**Prompt**
Copy out verbatim the lines of the records from the line with "What to detect: vertical fence plank" up to and including the line with "105,0 -> 312,51", and nothing else.

========================

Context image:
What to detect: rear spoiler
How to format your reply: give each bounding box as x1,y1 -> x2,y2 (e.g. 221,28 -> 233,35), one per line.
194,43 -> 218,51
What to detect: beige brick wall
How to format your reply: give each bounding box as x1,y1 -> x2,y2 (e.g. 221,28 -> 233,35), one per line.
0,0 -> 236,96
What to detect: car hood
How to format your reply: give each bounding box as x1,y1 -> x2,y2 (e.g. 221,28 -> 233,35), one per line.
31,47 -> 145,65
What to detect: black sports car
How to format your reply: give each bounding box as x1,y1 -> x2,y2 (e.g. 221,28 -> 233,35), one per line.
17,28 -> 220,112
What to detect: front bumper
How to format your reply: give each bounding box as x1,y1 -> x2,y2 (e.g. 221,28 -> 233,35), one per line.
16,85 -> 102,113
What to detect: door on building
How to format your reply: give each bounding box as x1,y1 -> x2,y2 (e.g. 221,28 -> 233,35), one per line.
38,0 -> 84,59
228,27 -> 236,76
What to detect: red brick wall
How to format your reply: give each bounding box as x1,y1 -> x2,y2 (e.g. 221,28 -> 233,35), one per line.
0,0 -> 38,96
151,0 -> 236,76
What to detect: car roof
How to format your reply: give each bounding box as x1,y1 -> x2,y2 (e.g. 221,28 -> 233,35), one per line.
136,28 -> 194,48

========================

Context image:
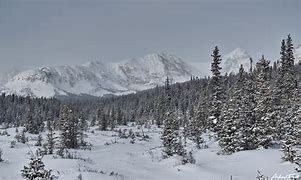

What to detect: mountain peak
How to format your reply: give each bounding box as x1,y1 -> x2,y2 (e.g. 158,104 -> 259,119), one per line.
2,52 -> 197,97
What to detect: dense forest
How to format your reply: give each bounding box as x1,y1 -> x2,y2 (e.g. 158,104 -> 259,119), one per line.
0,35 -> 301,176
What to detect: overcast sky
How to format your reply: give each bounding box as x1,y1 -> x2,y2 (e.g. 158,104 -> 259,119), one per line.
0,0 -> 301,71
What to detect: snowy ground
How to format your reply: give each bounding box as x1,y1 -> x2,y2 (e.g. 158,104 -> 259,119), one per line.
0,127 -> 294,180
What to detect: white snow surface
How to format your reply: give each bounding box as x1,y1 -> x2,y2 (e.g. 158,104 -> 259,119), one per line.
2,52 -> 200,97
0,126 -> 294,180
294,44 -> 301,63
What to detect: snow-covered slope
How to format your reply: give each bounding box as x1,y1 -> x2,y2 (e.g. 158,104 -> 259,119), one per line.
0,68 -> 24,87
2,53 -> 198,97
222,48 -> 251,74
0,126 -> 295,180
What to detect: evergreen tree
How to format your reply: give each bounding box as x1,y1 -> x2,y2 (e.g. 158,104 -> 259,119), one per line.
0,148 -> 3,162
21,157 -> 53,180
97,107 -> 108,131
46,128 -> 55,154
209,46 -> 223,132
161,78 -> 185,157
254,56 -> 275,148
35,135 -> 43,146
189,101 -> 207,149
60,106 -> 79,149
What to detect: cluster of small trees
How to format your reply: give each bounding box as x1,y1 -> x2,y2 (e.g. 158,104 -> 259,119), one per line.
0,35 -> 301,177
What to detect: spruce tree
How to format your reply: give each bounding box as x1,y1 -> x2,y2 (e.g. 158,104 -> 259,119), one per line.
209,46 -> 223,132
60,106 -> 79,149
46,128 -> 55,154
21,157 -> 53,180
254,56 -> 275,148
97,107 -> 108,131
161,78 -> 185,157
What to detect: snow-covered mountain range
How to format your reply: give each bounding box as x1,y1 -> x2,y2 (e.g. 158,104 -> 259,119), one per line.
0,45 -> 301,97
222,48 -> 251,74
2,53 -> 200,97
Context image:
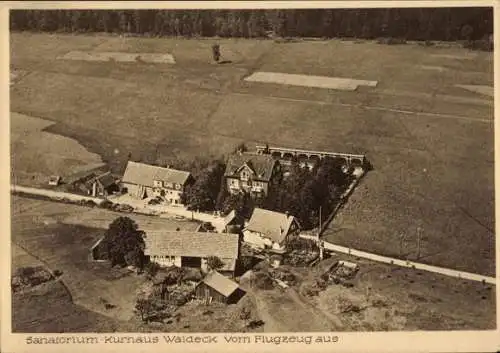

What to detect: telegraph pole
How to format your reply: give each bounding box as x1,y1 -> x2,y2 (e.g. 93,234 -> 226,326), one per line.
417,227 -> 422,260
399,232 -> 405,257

========================

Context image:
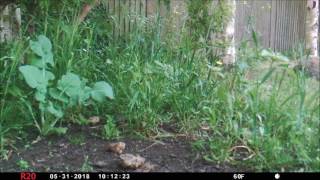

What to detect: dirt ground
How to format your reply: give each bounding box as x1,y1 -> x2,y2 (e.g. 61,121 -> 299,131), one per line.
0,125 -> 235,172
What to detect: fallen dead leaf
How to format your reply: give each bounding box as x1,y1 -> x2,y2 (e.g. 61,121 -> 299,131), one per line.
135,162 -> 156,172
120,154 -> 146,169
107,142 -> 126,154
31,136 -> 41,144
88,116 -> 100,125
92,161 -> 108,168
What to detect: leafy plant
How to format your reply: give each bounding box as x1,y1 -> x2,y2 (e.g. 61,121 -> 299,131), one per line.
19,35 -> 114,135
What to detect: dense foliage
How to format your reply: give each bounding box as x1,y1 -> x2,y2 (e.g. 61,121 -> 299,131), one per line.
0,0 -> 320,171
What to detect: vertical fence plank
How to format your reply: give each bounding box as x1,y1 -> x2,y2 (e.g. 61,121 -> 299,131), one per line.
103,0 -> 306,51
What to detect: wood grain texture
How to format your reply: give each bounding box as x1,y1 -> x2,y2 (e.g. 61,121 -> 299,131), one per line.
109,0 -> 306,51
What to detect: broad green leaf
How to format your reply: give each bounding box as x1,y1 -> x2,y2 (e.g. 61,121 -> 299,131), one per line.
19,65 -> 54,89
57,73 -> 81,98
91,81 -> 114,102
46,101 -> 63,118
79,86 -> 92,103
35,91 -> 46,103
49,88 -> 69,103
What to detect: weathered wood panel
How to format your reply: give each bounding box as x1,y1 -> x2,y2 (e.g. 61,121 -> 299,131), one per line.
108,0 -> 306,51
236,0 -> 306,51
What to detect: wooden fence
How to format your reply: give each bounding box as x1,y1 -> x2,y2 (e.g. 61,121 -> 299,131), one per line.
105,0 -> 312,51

========================

**Answer to this problem**
What to detect: vertical fence plank
How to format your reply: give each bounding box as x1,y1 -> x2,y2 (e.g. 61,121 -> 299,131), one per line.
103,0 -> 306,51
What to detect: wood grain texture
How to format your reply: give each bounding box as x1,y1 -> x2,y2 (e.g. 61,121 -> 299,131), one per line.
109,0 -> 306,51
What to detect: broad green leaf
How to format your reply: give each bounding box as x1,y1 -> x2,y2 (e.g. 61,121 -> 299,131), one per line.
19,65 -> 54,89
57,73 -> 81,98
91,81 -> 114,102
46,101 -> 63,118
79,86 -> 92,103
35,91 -> 46,103
49,88 -> 69,103
What to detect: weathered wood panel
How to format your reply: give each bounding box as x1,y1 -> x2,y2 (e.g. 61,121 -> 299,131), one per line.
108,0 -> 306,51
236,0 -> 306,51
What to detect: wooden fence
How to format your reply: give each bounding box as x1,y1 -> x2,y2 (e.g. 61,121 -> 299,131), one per line.
105,0 -> 312,51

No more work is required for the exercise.